Age, work and wisdom

A few decades ago before I went to university I worked in a psychiatric hospital as a nursing assistant, keeping the mostly geriatric patients clean and fed, getting them up and putting them to bed, talking to them when we had time. I formed a good relationship with the head of nursing at the hospital, Marianne Jahn, and not long before I had to leave for college we’d stopped to chat in a corridor. Most of the patients in the hospital didn’t really have psychiatric problems, but were old and frail enough to need full time nursing and there was nowhere else for them to go. Marianne gestured at the wards and said in her German accent, (I paraphrase)

“You know this problem is only going to get worse. We’re sitting on a demographic timebomb. We have an ageing population, but pensions depend on those in work funding the retired. If you have more people retired than in work, what will happen? But the government is never going to think about it.”

She was right, and it’s only now that governments are having to pay at least some attention to the problem (there have been mavericks like Frank Field who was safely contained by putting him on an enquiry, duly buried without further action). It highlights a problem with democracy, that it’s hard for governments to inflict present pain for the sake of an uncertain (but likely) future, because there are really no votes in it. It’s also why precious little has been done about the threat of global warming.

The root of the pension problem is not in birth rates, but in longer life spans. Pensions traditionally worked on the assumption that most people would not live more than about ten years beyond their retirement at 65. Clearly that has changed, and not only are we living longer, but most are healthier for longer. Governments have finally responded by pushing the retirement age up a little, though I suspect they will still have to do more.

The implications go far beyond the economics of pensions.

I was freelance for most of the time when my own children were growing up, and so was lucky enough to play a very active role in their young lives. My wife at the time had decided she wanted to stop work and focus on the children, and she has since encountered all the usual problems surrounding an interrupted career, to the point where she felt she could only apply for much more modest admin jobs than the management development work she’d been doing before she had children.

In my own job I could see around me a prevailing managerial attitude (among men and women) that it was stupid to invest too much in women in their late 20s, because the expectation was that they would stop to have children, and not return.

I was prompted to think of all this again because the UKIP leader Nigel Farage has been sounding off about women working in the City of London (where he had a successful career before politics). He argued that if you had a career break you would lose the allegiance of the clients that made you valuable, and so it was reasonable for City firms to value women less. When asked if anything could or should be done about this Farage replied “I can’t change biology.”

We’ve been scratching around the surface of this problem, tinkering with ideas about paternal leave and so on. The problem, pace Farage, is not biology, but the fact that the social and economic burdens of having and raising children, which are important to society as a whole, are unfairly distributed, with the disbenefits particularly loaded against women. The heart of the problem then is with our expectations of what a successful working life should be like, and it’s here that it’s helpful to consider the problem alongside issues raised by an ageing population.

**Exercise instructions:**
Transcribe the stretch of the essay on age and work from "The implications go" through "and not return.". The data is separate material, unconnected to the essay on age and work.

**Information supplied:**
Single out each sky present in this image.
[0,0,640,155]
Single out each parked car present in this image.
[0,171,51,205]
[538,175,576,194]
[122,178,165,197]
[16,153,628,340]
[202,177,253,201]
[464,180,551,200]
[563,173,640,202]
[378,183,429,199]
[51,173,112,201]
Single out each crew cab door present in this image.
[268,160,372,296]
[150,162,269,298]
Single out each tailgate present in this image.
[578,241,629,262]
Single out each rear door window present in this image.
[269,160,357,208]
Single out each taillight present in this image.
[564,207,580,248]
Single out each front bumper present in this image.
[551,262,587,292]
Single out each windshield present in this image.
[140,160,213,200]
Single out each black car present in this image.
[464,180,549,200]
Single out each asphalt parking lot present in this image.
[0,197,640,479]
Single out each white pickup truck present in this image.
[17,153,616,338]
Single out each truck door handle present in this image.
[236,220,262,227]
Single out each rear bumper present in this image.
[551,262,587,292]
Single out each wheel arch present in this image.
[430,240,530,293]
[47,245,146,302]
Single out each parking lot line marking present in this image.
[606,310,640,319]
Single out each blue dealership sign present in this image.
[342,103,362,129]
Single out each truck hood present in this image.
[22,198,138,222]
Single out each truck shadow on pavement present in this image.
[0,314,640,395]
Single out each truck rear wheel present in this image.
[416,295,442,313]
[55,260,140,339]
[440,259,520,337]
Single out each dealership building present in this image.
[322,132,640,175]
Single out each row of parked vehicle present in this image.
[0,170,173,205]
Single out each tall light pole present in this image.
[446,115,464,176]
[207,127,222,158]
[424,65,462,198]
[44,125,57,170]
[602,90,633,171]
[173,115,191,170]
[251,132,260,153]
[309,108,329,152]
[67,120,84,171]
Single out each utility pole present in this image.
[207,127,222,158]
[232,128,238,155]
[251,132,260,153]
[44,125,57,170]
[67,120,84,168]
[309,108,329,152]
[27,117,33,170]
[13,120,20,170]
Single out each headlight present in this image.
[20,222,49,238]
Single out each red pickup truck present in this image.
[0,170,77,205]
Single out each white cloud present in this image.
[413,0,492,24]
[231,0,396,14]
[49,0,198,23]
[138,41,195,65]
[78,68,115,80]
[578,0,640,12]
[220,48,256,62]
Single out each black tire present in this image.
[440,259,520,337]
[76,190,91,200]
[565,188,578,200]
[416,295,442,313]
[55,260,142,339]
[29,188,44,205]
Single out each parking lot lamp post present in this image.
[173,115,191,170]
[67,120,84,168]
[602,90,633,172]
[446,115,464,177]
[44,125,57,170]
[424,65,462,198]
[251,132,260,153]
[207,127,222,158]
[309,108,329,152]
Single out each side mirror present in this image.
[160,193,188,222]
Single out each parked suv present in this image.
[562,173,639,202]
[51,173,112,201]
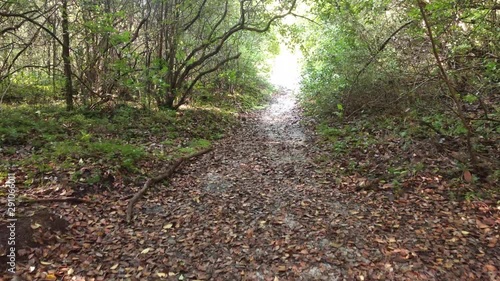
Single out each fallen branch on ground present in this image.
[127,147,212,223]
[19,197,92,204]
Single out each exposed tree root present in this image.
[127,147,212,223]
[19,197,93,204]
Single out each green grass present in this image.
[0,101,237,189]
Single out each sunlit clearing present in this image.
[271,45,300,91]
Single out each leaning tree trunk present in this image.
[61,0,74,110]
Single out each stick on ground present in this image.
[127,147,212,223]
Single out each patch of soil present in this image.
[0,209,68,271]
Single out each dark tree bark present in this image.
[61,0,74,110]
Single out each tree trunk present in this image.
[61,0,74,110]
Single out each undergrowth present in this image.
[0,101,242,191]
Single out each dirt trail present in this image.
[169,88,359,280]
[5,87,500,281]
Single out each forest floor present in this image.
[2,88,500,280]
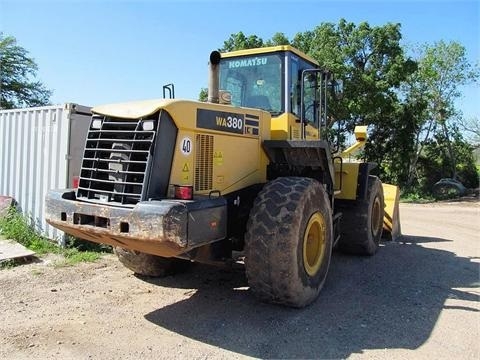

**Response to this exercise:**
The implications go far beyond the economics of pensions.

I was freelance for most of the time when my own children were growing up, and so was lucky enough to play a very active role in their young lives. My wife at the time had decided she wanted to stop work and focus on the children, and she has since encountered all the usual problems surrounding an interrupted career, to the point where she felt she could only apply for much more modest admin jobs than the management development work she’d been doing before she had children.

In my own job I could see around me a prevailing managerial attitude (among men and women) that it was stupid to invest too much in women in their late 20s, because the expectation was that they would stop to have children, and not return.